-- start --

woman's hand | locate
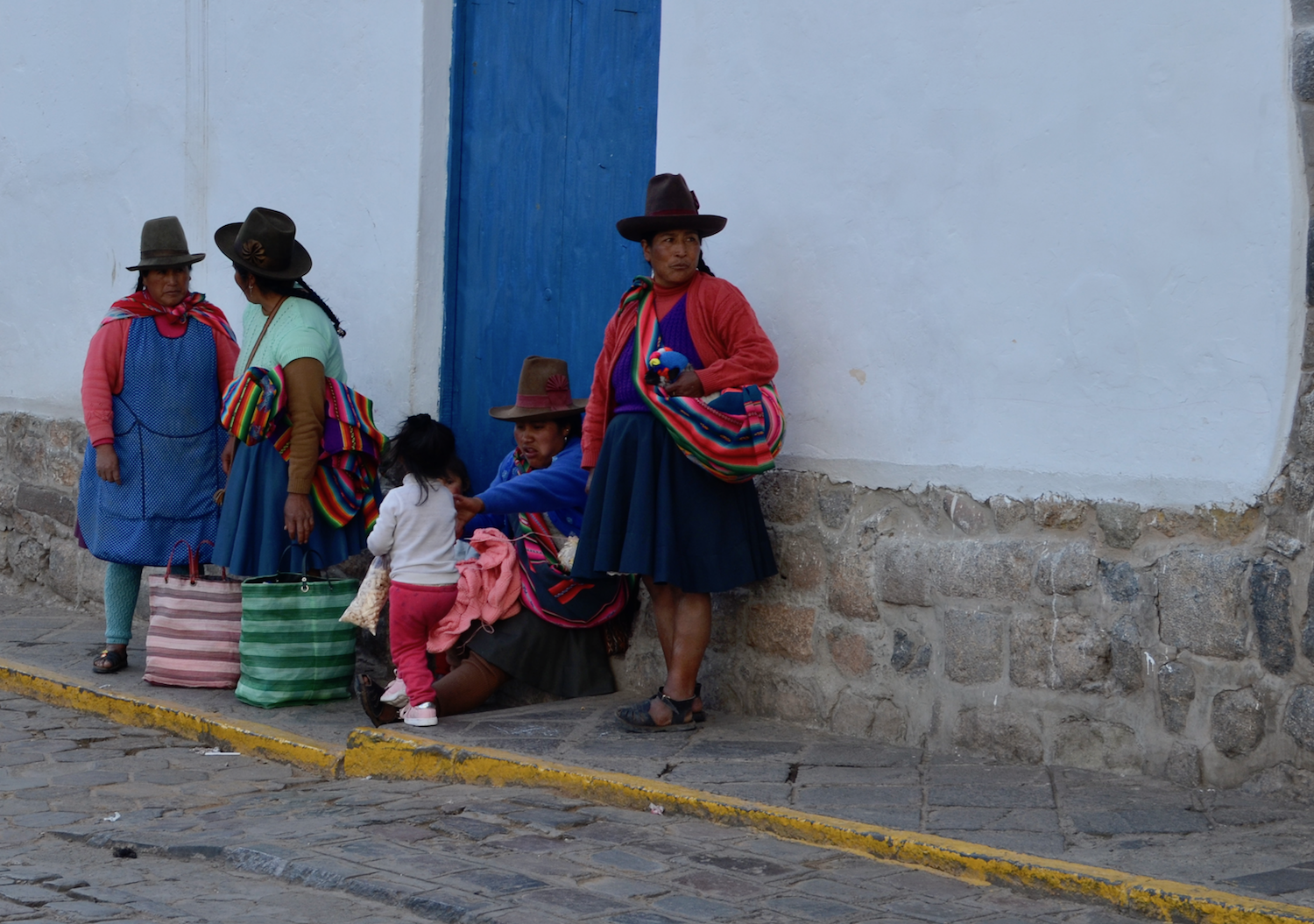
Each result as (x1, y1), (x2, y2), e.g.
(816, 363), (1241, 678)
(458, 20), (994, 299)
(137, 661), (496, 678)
(220, 436), (238, 475)
(452, 494), (484, 539)
(96, 443), (118, 485)
(283, 494), (315, 546)
(667, 370), (706, 399)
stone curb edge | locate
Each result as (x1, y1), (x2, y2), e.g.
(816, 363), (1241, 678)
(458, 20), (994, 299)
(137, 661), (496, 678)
(0, 659), (343, 777)
(0, 659), (1314, 924)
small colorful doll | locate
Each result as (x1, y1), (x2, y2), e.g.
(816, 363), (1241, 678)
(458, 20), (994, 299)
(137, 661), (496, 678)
(646, 347), (689, 388)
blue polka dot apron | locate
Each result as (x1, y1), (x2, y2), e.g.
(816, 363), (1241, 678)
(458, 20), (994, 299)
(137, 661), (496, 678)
(78, 318), (228, 565)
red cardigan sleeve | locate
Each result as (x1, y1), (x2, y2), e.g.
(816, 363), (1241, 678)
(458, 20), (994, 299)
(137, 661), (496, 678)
(690, 276), (781, 394)
(215, 321), (242, 401)
(83, 318), (133, 446)
(580, 307), (635, 469)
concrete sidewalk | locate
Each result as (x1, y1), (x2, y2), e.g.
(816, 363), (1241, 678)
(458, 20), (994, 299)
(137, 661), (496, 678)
(0, 598), (1314, 921)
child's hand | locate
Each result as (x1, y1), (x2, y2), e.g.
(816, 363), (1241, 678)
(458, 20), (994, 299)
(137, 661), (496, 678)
(452, 494), (484, 539)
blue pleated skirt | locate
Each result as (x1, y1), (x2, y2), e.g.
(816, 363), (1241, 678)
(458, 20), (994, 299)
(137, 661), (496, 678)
(212, 441), (365, 577)
(570, 413), (777, 593)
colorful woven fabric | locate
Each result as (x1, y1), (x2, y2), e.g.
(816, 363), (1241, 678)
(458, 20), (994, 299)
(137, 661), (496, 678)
(512, 449), (638, 628)
(220, 365), (388, 530)
(620, 276), (785, 483)
(237, 575), (359, 709)
(102, 289), (238, 342)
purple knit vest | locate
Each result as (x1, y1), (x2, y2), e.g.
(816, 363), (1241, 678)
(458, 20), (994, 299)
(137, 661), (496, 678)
(611, 293), (703, 414)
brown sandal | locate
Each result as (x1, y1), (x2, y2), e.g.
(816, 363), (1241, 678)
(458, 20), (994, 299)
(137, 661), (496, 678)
(91, 648), (128, 674)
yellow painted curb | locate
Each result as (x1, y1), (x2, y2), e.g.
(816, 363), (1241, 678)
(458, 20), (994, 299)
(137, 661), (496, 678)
(0, 659), (343, 777)
(343, 728), (1314, 924)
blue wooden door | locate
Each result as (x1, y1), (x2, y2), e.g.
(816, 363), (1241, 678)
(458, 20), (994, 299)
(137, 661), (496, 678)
(441, 0), (661, 490)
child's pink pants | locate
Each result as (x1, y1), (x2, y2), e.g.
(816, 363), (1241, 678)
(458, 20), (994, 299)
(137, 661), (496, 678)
(388, 581), (456, 706)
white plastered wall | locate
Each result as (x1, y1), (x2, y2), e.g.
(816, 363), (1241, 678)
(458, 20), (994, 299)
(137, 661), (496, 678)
(0, 0), (451, 428)
(657, 0), (1309, 506)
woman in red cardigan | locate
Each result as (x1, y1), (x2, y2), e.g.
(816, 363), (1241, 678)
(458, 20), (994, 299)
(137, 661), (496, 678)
(572, 173), (778, 730)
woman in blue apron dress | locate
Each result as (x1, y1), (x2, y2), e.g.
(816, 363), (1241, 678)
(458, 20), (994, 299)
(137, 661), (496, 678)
(78, 217), (237, 673)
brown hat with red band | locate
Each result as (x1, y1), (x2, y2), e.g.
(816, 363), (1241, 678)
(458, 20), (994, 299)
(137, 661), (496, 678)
(489, 356), (589, 423)
(617, 173), (725, 241)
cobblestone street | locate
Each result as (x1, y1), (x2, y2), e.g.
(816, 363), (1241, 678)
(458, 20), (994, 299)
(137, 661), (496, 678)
(0, 694), (1146, 924)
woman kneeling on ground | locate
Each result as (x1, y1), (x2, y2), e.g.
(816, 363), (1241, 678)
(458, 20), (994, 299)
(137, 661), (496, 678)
(362, 356), (635, 724)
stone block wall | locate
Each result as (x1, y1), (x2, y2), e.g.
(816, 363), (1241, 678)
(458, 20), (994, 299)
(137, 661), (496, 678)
(0, 413), (105, 604)
(625, 473), (1314, 786)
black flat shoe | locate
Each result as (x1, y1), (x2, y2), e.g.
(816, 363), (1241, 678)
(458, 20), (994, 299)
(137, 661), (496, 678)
(653, 683), (707, 722)
(617, 693), (698, 732)
(91, 648), (128, 674)
(360, 674), (402, 728)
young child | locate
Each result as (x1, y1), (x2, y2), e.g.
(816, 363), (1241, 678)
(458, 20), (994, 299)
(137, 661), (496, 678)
(370, 414), (457, 725)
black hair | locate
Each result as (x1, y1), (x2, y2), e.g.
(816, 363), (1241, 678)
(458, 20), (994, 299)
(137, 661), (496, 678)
(446, 452), (470, 494)
(640, 234), (717, 279)
(233, 263), (347, 336)
(380, 414), (456, 504)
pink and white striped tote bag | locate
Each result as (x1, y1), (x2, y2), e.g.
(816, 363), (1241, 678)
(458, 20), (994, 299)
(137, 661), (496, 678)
(145, 573), (242, 690)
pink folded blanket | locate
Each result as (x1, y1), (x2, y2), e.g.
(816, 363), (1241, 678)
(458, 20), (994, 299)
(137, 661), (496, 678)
(425, 528), (520, 653)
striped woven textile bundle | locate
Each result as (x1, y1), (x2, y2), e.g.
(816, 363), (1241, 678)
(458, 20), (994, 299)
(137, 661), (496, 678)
(620, 276), (785, 483)
(237, 575), (359, 709)
(144, 575), (242, 690)
(220, 365), (388, 530)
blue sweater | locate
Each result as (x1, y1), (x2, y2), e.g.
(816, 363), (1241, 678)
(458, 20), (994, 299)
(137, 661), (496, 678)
(465, 439), (589, 536)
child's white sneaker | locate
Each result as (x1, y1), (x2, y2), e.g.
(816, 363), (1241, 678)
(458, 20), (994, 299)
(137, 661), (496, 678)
(378, 677), (410, 709)
(402, 703), (438, 725)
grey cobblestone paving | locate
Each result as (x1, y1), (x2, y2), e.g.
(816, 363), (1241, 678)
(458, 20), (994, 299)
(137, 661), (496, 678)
(0, 596), (1314, 906)
(0, 694), (1151, 924)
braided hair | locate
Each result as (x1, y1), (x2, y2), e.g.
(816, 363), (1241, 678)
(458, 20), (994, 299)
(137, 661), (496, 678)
(233, 263), (347, 336)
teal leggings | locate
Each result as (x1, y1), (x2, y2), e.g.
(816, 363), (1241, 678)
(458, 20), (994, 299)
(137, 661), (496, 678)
(105, 561), (142, 645)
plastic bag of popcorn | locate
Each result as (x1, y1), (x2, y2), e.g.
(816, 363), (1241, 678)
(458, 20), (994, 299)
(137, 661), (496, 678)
(341, 554), (392, 635)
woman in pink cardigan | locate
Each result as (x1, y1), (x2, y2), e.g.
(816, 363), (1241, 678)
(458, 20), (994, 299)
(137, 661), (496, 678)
(570, 173), (778, 730)
(78, 217), (238, 674)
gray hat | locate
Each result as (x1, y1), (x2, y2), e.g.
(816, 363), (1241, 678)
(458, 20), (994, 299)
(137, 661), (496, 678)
(128, 215), (205, 270)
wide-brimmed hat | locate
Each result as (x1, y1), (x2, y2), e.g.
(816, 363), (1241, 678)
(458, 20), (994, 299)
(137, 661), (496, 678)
(215, 208), (310, 279)
(489, 356), (589, 423)
(617, 173), (725, 241)
(128, 215), (205, 270)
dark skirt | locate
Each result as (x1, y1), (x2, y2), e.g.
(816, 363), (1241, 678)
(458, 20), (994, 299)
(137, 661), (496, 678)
(570, 414), (775, 593)
(212, 441), (376, 577)
(468, 610), (617, 698)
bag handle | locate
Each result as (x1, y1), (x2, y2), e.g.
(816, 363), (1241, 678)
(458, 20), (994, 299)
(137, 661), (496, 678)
(196, 539), (229, 581)
(279, 543), (333, 594)
(165, 539), (200, 583)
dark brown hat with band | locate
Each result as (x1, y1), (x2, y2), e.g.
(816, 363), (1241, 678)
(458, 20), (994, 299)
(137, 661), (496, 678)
(128, 215), (205, 270)
(489, 356), (589, 423)
(617, 173), (725, 241)
(215, 208), (310, 279)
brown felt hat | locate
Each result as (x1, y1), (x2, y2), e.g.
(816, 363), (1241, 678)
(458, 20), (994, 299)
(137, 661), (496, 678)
(128, 215), (205, 271)
(215, 208), (310, 279)
(617, 173), (725, 241)
(489, 356), (589, 423)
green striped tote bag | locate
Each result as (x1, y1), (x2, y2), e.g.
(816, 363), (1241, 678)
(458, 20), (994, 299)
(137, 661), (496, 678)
(237, 575), (360, 709)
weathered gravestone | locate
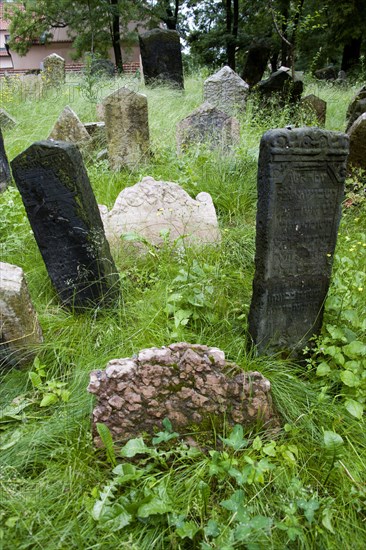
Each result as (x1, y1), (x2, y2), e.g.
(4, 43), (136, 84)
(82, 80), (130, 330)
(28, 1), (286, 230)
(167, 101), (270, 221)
(139, 29), (184, 88)
(0, 262), (43, 367)
(103, 88), (150, 170)
(42, 53), (65, 87)
(11, 141), (119, 307)
(176, 102), (240, 154)
(0, 128), (11, 193)
(203, 66), (249, 114)
(88, 342), (279, 446)
(249, 128), (348, 355)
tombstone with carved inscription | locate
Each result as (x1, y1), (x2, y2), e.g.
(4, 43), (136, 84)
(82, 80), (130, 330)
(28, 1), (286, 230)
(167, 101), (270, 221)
(249, 128), (349, 355)
(11, 141), (119, 308)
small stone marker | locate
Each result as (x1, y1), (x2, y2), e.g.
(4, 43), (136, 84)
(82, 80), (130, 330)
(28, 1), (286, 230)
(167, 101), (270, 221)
(0, 262), (43, 366)
(249, 128), (348, 355)
(203, 66), (249, 114)
(42, 53), (65, 87)
(11, 141), (119, 307)
(88, 342), (279, 446)
(177, 102), (240, 154)
(0, 128), (11, 193)
(103, 88), (150, 170)
(99, 177), (220, 245)
(139, 29), (184, 89)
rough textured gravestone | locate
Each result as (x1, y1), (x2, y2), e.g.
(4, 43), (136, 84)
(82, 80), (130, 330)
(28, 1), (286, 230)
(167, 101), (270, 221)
(203, 66), (249, 113)
(42, 53), (65, 87)
(0, 262), (43, 366)
(88, 342), (279, 446)
(103, 88), (150, 170)
(139, 29), (184, 88)
(100, 177), (220, 245)
(11, 141), (119, 307)
(348, 113), (366, 170)
(249, 128), (348, 355)
(301, 94), (327, 125)
(177, 102), (240, 154)
(0, 128), (11, 193)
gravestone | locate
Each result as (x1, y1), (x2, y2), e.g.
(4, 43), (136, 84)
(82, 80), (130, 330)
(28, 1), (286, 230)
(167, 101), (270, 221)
(249, 128), (348, 355)
(177, 102), (240, 154)
(0, 262), (43, 367)
(11, 141), (119, 308)
(0, 128), (11, 193)
(42, 53), (65, 88)
(139, 29), (184, 89)
(103, 88), (150, 170)
(203, 66), (249, 114)
(88, 342), (279, 446)
(99, 177), (220, 245)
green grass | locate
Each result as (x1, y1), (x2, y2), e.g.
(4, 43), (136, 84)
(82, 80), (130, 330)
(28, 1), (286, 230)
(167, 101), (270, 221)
(0, 76), (366, 550)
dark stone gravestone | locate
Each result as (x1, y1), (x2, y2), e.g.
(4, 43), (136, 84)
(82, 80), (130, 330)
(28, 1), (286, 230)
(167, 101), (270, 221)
(139, 29), (184, 89)
(249, 128), (348, 355)
(0, 128), (11, 193)
(11, 141), (119, 308)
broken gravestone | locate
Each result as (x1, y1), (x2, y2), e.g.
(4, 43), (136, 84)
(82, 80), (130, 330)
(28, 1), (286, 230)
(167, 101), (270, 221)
(0, 128), (11, 193)
(100, 177), (220, 245)
(139, 29), (184, 89)
(249, 128), (348, 355)
(0, 262), (43, 367)
(203, 66), (249, 114)
(103, 88), (150, 170)
(11, 141), (119, 308)
(88, 342), (279, 446)
(177, 102), (240, 154)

-- end --

#### Work required
Rewrite the lines from the one containing "dark stone gravestone | locate" through the end, putting "headstone" wherever "gravestone" occurs and keeping everything else the same.

#### Correct result
dark stone headstone | locate
Each result as (x1, y1), (x2, y2), e.g.
(4, 43), (136, 84)
(82, 80), (130, 330)
(28, 1), (286, 230)
(167, 101), (270, 221)
(139, 29), (184, 89)
(249, 128), (348, 355)
(0, 128), (11, 193)
(11, 141), (119, 308)
broken headstone | locate
Each result as (x1, y1), (x2, y2), e.g.
(4, 43), (136, 84)
(82, 80), (130, 330)
(28, 1), (286, 230)
(167, 101), (270, 221)
(0, 128), (11, 193)
(100, 177), (220, 245)
(139, 29), (184, 89)
(249, 128), (348, 355)
(0, 262), (43, 367)
(203, 66), (249, 114)
(103, 88), (150, 170)
(11, 141), (119, 308)
(88, 342), (279, 446)
(177, 102), (240, 154)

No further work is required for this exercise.